Il problema degli stagionali
Se la cassa integrazione rappresenta un paracadute anche per i dipendenti dell’ambito turistico, molti altri lavoratori rischiano di restare senza sussidio: si tratta degli stagionali che avrebbero dovuto iniziare in queste settimane il loro impiego.
“Si tratta della maggioranza dei lavoratori del settore, parliamo di svariate centinaia di persone, sopratutto giovani del territorio” spiega Beri.
Una preoccupazione condivisa dai sindacati: la Filcams Cgil di Lecco ha recentemente aperto uno sportello per assistere questa categoria di lavoratori. “Stiamo dando loro delle indicazioni e molti ci stanno contattando in questi giorni per capire quali possibilità ci sono di poter avere un supporto economico – spiega dal sindacato Barbara Cortinovis – quanti avevano cessato il loro impiego prima del 17 marzo possono ricevere il bonus di 600 euro prevista anche per i lavoratori del turismo”.
“Il vero dramma è per quanti si apprestavano ad iniziare proprio in questi giorni la stagione e rischiano di non avere strumenti di supporto, neppure la disoccupazione se non hanno lavorato abbastanza per rientrare nei requisiti”.

- [Consegna] Secondo l'estratto sui lavoratori stagionali, chi può ricevere il bonus di 600 euro? I record riportati di seguito non hanno alcun legame con l'estratto.

- [Righe di dati]

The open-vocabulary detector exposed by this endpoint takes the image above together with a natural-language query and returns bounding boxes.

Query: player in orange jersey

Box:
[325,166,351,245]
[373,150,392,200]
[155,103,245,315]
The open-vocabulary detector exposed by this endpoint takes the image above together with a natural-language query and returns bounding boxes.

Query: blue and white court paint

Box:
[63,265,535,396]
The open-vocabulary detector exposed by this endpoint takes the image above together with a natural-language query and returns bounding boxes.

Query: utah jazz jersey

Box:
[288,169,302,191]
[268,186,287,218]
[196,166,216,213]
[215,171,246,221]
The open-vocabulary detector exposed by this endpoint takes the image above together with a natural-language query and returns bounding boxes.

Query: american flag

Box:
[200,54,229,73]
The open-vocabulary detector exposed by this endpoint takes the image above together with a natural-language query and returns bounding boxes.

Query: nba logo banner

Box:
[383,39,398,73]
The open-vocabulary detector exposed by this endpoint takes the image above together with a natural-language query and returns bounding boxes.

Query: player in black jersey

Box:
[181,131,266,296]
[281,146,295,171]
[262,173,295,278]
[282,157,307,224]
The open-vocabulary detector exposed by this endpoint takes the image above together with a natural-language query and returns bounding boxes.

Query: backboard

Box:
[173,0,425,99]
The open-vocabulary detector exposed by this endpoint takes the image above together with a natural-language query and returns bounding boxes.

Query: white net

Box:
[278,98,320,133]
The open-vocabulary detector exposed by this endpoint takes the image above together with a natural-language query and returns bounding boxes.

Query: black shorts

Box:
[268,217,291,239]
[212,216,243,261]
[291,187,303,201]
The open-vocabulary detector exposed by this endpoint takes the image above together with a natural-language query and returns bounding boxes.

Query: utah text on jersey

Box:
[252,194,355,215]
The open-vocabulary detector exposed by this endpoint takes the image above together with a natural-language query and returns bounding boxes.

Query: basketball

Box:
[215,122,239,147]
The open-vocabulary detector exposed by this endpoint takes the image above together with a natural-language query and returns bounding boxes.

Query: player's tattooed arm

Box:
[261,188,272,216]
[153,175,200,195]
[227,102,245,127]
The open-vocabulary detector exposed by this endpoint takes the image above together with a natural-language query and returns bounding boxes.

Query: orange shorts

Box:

- [Risposta] Chi aveva cessato il proprio impiego prima del 17 marzo.